Start of MATERIAL SHOWN

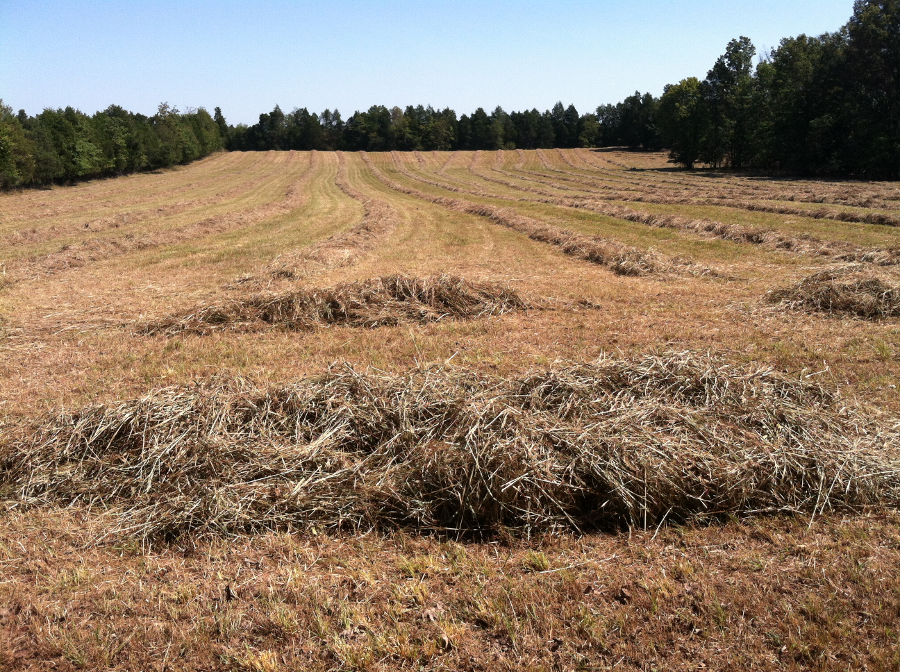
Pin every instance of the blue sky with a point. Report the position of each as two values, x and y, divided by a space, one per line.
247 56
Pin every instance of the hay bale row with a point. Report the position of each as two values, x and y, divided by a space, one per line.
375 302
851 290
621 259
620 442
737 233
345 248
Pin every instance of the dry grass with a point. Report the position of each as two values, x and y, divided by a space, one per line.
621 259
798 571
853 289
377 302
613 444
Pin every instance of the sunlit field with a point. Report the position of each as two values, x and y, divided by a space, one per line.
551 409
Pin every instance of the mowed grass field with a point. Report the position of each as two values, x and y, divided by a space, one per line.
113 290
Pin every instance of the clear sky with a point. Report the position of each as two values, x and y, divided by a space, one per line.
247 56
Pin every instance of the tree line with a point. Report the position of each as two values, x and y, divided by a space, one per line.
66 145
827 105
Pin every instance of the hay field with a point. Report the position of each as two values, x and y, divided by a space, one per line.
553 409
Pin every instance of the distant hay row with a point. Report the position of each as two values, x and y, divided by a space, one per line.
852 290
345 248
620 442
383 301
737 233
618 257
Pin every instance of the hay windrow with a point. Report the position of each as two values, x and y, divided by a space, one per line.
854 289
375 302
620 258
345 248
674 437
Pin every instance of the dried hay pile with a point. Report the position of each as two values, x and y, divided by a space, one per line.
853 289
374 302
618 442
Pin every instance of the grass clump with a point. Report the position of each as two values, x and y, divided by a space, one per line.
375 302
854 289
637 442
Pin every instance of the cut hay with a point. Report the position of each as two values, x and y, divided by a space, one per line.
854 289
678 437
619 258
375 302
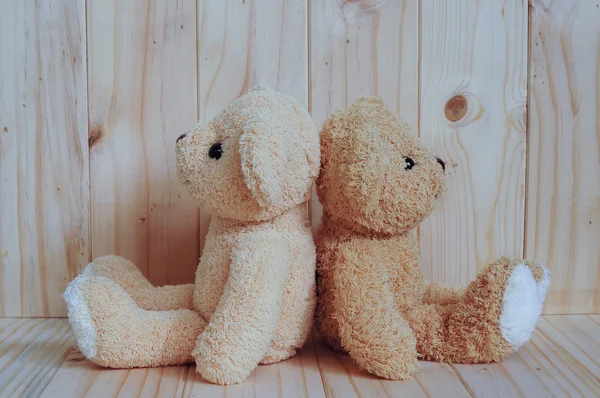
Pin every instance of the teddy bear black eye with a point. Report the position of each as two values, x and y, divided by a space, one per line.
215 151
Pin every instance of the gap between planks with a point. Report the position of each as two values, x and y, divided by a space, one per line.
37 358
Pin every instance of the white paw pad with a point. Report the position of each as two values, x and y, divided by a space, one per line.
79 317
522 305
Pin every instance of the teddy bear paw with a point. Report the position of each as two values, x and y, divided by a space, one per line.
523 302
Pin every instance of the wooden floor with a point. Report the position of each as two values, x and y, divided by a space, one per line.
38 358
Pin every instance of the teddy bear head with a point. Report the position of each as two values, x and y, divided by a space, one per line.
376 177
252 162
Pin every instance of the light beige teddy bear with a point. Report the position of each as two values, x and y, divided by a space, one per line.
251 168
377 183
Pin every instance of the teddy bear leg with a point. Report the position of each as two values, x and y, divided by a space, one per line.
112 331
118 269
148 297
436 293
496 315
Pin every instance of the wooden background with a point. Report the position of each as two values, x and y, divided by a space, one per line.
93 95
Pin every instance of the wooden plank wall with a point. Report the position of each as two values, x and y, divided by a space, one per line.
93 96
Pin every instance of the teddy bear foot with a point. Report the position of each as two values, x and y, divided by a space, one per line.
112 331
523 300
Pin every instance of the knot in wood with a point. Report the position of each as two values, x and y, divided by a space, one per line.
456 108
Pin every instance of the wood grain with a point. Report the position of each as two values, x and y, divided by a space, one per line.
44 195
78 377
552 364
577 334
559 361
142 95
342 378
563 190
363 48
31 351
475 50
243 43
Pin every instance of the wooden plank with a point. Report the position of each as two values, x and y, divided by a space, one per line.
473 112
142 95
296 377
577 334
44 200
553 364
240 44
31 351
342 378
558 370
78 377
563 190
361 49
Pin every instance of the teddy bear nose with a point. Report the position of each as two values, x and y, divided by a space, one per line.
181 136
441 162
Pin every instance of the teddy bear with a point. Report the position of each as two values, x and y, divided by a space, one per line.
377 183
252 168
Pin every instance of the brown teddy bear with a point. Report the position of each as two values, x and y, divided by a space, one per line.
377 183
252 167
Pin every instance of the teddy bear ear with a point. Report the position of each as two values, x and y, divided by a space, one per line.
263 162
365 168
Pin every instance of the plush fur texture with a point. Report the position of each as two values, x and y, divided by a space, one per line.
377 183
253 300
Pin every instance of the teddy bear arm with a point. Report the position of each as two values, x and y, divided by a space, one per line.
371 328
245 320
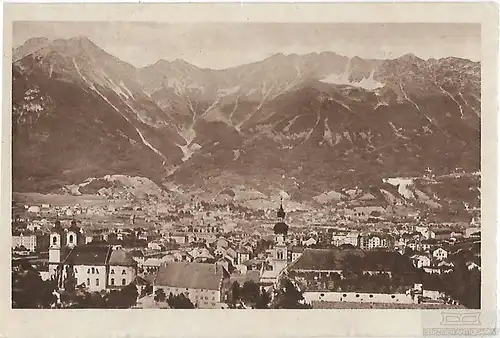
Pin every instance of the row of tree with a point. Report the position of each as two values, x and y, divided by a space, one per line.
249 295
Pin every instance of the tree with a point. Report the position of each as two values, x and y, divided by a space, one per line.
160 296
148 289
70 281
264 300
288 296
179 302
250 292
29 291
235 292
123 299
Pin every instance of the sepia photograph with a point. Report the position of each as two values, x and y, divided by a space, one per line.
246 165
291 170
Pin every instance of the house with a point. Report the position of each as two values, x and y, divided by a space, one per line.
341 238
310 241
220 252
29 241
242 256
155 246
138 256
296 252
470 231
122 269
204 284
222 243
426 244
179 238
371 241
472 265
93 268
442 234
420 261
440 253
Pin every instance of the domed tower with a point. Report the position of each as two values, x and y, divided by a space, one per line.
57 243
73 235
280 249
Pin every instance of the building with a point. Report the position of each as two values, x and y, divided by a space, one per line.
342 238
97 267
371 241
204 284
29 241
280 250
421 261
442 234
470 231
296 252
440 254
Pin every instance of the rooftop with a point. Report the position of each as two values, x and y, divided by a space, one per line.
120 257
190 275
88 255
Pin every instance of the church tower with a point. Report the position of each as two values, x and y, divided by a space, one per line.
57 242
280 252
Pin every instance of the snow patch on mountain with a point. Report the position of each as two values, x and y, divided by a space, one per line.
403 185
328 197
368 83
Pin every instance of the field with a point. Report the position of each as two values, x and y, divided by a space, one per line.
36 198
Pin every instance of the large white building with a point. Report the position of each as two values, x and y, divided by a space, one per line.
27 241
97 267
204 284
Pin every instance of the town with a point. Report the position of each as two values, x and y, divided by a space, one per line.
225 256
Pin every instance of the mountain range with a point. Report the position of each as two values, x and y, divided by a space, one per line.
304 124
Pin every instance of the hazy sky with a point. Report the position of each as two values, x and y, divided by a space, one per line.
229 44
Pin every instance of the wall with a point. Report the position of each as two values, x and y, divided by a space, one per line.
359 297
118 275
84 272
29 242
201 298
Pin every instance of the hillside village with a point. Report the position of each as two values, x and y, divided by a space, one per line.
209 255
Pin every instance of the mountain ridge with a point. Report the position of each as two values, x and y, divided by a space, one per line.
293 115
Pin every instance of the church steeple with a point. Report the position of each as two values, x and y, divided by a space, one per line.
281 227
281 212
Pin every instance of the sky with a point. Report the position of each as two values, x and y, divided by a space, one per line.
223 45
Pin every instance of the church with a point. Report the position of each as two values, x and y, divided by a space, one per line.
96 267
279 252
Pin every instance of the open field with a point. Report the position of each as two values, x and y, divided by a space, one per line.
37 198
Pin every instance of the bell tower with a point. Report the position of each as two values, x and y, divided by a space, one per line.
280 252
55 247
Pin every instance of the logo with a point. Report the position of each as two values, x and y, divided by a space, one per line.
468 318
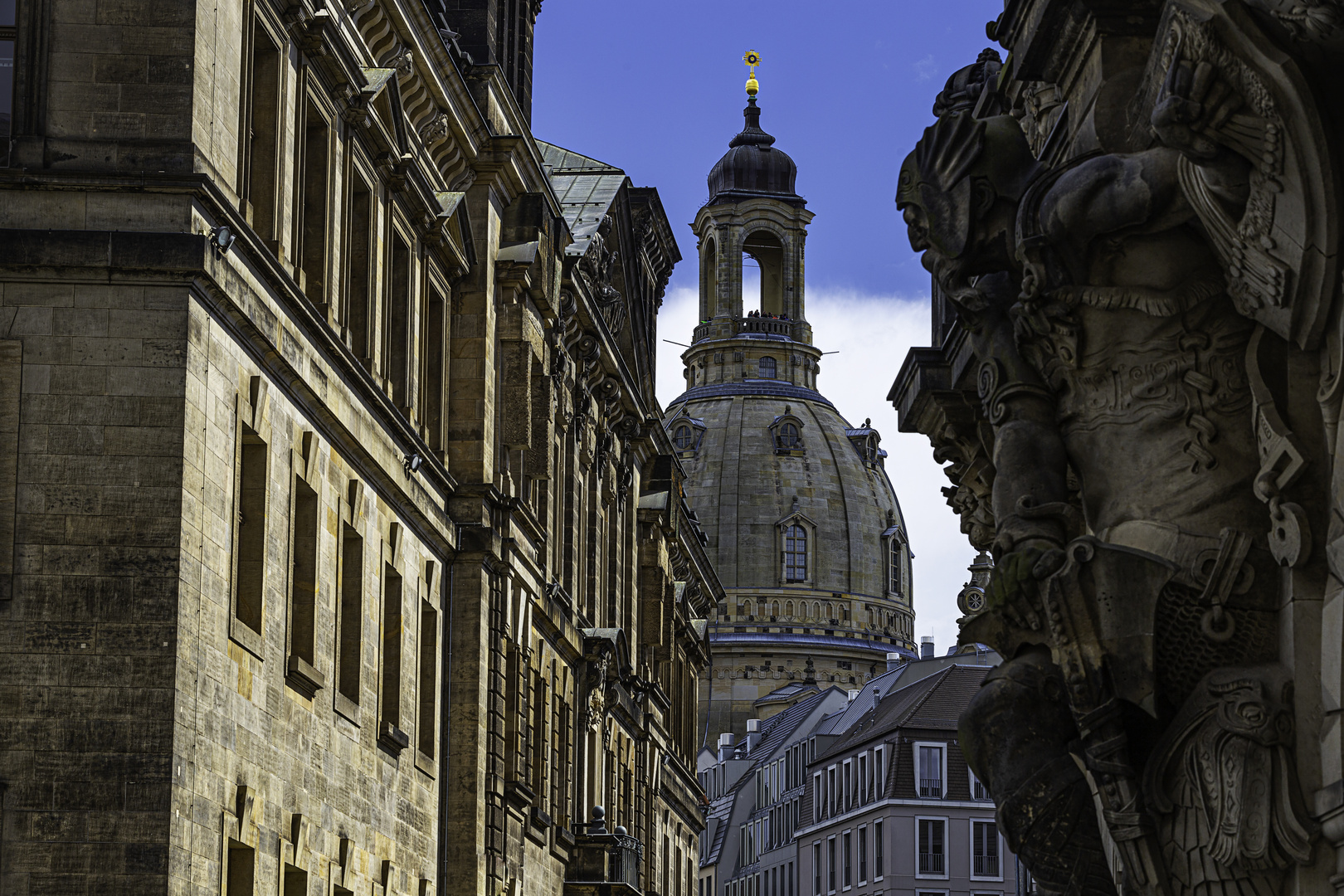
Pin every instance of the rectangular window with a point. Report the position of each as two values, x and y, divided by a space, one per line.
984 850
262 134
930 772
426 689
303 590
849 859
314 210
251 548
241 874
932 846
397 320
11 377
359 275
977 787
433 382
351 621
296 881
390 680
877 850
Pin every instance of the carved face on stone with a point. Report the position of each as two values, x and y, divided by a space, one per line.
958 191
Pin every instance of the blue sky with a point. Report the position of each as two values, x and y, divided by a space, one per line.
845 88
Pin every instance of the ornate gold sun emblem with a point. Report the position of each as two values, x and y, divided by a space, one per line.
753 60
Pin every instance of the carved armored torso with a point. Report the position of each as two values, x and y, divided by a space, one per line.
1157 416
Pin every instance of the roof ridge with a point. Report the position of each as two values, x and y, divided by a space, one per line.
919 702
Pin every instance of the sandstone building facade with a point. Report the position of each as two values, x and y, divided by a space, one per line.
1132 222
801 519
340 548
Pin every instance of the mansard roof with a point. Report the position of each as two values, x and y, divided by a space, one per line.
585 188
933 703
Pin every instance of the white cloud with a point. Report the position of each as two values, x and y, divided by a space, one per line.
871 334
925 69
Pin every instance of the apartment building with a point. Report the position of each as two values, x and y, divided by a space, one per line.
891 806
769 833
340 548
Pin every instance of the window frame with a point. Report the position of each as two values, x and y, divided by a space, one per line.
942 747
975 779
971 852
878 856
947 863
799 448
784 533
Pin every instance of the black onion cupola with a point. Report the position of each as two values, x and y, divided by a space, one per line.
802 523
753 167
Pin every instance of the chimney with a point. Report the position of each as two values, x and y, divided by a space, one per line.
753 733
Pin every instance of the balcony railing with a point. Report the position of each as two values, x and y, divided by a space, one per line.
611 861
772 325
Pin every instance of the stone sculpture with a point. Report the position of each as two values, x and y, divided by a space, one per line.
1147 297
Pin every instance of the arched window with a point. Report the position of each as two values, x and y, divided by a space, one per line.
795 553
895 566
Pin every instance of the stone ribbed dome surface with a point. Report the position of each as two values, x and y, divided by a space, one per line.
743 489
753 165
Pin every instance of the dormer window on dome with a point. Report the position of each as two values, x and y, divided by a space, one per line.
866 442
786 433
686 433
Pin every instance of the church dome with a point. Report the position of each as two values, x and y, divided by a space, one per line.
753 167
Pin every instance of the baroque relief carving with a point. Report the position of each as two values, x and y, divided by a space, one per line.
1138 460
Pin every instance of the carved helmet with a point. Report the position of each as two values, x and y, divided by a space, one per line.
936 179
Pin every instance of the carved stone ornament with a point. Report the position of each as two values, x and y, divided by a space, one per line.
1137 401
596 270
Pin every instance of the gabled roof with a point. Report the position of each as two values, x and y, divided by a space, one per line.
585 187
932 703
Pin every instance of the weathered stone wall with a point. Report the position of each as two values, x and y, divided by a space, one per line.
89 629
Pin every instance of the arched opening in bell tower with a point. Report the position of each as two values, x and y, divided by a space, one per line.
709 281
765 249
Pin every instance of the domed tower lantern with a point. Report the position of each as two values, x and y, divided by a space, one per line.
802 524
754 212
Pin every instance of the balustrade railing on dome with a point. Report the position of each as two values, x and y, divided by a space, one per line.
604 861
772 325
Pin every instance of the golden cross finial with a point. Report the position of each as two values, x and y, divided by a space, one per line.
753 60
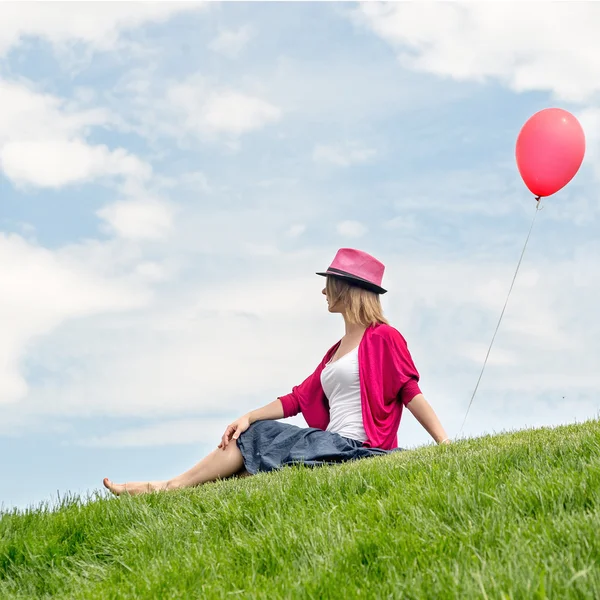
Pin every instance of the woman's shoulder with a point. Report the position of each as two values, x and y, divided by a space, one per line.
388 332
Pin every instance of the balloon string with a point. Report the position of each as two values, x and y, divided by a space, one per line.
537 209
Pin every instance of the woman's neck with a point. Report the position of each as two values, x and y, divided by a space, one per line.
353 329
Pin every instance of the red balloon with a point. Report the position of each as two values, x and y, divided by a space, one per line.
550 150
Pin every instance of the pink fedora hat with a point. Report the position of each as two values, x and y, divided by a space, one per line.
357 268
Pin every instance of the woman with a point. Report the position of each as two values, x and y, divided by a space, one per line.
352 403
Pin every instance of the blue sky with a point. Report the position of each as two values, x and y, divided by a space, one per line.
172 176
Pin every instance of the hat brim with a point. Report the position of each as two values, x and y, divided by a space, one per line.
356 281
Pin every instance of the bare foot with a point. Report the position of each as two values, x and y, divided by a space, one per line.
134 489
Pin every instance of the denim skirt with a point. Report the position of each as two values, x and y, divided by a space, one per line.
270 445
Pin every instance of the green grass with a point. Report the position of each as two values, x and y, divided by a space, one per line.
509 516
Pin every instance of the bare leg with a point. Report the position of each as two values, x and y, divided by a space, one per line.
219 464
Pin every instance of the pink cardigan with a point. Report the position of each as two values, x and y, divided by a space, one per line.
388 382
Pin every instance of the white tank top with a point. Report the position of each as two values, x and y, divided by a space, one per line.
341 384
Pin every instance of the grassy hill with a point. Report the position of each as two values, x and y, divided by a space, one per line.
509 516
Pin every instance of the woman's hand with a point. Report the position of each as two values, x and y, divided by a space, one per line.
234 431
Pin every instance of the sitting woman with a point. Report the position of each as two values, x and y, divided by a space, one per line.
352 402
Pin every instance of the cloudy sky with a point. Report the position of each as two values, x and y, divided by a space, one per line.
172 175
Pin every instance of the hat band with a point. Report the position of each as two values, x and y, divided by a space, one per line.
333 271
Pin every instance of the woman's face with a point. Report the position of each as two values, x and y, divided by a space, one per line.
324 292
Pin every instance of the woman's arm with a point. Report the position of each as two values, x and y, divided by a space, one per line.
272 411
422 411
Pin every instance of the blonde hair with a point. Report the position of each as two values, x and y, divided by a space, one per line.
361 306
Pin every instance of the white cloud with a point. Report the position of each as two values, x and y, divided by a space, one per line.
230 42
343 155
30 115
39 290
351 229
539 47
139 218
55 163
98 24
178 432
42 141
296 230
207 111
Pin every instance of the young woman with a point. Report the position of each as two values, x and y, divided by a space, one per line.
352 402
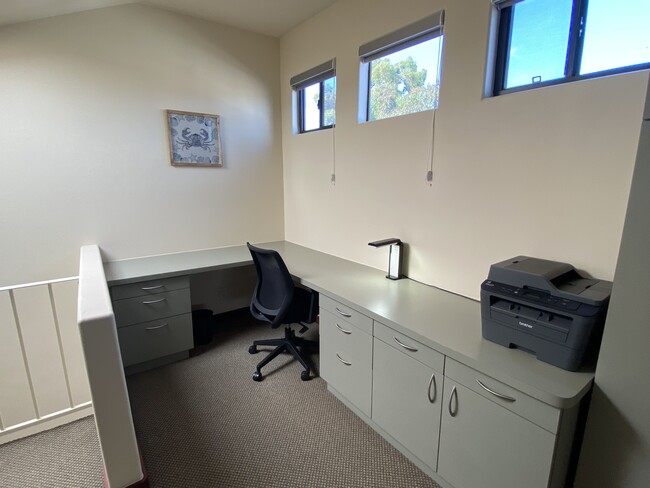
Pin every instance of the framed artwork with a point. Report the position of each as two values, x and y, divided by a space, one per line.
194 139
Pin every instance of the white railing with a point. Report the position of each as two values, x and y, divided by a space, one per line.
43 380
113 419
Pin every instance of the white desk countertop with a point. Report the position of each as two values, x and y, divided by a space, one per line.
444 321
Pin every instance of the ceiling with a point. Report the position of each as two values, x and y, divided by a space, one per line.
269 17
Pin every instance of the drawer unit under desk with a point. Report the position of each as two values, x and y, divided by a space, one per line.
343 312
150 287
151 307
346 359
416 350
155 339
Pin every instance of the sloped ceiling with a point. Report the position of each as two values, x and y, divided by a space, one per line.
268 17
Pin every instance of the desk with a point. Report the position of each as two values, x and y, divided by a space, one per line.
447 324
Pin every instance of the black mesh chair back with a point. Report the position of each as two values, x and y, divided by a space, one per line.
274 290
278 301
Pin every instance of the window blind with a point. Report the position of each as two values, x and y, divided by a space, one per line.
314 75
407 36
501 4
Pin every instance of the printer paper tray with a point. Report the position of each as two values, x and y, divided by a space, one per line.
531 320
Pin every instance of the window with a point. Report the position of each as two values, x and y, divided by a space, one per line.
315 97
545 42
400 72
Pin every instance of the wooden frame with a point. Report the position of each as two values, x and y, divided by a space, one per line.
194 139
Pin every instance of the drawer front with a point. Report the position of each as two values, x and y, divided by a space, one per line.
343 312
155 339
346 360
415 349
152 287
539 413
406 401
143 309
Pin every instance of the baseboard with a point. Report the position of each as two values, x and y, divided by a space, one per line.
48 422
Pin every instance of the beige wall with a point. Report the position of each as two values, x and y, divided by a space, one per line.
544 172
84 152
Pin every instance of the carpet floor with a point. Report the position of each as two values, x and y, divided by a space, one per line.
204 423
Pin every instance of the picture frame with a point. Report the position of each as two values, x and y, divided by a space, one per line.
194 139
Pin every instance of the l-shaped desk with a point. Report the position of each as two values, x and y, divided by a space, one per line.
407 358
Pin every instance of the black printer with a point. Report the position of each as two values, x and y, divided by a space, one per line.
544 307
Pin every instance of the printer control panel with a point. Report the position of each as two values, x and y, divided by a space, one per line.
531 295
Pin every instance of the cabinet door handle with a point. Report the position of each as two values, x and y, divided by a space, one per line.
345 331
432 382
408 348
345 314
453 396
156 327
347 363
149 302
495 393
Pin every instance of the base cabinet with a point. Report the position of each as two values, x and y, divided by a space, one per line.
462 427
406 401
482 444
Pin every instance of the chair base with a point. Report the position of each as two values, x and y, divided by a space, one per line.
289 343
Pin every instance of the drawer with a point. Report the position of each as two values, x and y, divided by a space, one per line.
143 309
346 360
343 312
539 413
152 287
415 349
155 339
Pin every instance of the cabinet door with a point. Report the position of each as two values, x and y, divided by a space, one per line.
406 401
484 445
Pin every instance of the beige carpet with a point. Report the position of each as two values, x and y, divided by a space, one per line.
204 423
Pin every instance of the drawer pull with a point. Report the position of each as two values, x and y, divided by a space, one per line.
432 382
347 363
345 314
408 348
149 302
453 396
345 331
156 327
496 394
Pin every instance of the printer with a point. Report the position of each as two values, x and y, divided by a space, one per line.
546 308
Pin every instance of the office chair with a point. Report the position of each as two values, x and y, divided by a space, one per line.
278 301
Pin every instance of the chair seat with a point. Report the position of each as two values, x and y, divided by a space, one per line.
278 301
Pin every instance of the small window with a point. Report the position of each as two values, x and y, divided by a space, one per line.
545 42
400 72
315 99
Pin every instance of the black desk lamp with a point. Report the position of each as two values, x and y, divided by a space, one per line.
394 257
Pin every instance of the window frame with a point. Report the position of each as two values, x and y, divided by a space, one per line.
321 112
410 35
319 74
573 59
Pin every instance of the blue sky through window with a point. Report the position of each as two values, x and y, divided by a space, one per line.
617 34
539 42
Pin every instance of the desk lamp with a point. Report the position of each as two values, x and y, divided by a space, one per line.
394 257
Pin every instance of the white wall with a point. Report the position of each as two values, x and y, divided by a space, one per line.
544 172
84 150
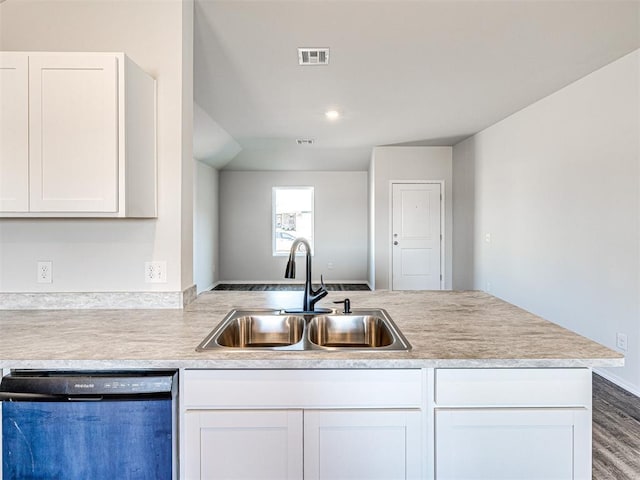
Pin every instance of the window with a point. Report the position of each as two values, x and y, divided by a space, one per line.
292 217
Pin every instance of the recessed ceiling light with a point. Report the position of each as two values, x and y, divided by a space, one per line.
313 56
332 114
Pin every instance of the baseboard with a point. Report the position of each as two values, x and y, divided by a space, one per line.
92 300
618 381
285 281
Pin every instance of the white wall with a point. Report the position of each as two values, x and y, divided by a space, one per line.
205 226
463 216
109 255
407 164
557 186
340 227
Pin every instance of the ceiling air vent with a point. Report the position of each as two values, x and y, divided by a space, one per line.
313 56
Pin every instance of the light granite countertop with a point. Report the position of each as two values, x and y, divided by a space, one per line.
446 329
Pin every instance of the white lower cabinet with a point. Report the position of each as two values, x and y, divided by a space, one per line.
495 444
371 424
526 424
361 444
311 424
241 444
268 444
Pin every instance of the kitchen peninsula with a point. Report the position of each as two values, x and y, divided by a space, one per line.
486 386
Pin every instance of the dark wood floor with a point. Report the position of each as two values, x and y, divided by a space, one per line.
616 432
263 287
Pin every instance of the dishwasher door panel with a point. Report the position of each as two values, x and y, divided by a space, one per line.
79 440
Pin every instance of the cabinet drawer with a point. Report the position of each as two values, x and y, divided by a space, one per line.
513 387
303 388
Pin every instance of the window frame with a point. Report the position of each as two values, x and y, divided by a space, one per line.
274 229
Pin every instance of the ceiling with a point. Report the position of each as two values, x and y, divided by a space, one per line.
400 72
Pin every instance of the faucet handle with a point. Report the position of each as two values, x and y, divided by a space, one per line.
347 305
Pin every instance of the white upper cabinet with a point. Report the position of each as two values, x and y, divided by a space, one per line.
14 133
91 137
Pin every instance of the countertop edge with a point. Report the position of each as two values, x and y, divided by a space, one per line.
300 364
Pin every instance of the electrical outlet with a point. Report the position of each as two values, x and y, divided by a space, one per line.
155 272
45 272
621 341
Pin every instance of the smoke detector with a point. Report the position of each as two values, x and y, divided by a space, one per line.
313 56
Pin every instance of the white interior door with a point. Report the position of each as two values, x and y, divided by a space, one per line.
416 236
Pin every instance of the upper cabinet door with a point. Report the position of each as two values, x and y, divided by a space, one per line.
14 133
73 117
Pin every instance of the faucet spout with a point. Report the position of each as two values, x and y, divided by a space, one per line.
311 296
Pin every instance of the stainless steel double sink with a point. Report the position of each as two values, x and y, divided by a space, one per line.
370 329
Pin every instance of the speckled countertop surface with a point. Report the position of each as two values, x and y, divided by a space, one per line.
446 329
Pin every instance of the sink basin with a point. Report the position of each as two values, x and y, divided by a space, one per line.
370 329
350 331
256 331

End of MATERIAL SHOWN

Take the line holding "Pin every instance of the electrical" and all lines after it through the end of the data, and set them down exactly.

# ANSWER:
Pin every instance of the electrical outlet with a point. Report the position of each as two values, x and y, divided by a space, one per line.
155 272
45 272
621 341
Pin every instance of the smoke detector with a point. Report the position of each as two values, x and y, divided by a space, one per line.
313 56
Pin every instance of the white interior door with a point. Report the position of each as two values, x and y, divided by a space, one per line.
416 236
Pin every instance of the upper cabinet door with a point. Report the position of each as two values, x and y, divided by a space, one per line.
14 133
73 117
Pin every instance of the faucet spout with a point. Report the position of each as two values, x and y, divided by a space, one per line.
311 296
Pin every instance of the stainless steel double sink with a point. Report the position of each as two values, x and y, divided by a space, one per line.
370 329
Pin every instance of the speckled countertop surface with a point. Report the position of each as two values, x and y, divided by a space, one per line.
446 329
Pin every instance of the sink basin with a point. Report the position of each as two values, x and y, divided by a space, one per line.
370 329
350 331
256 331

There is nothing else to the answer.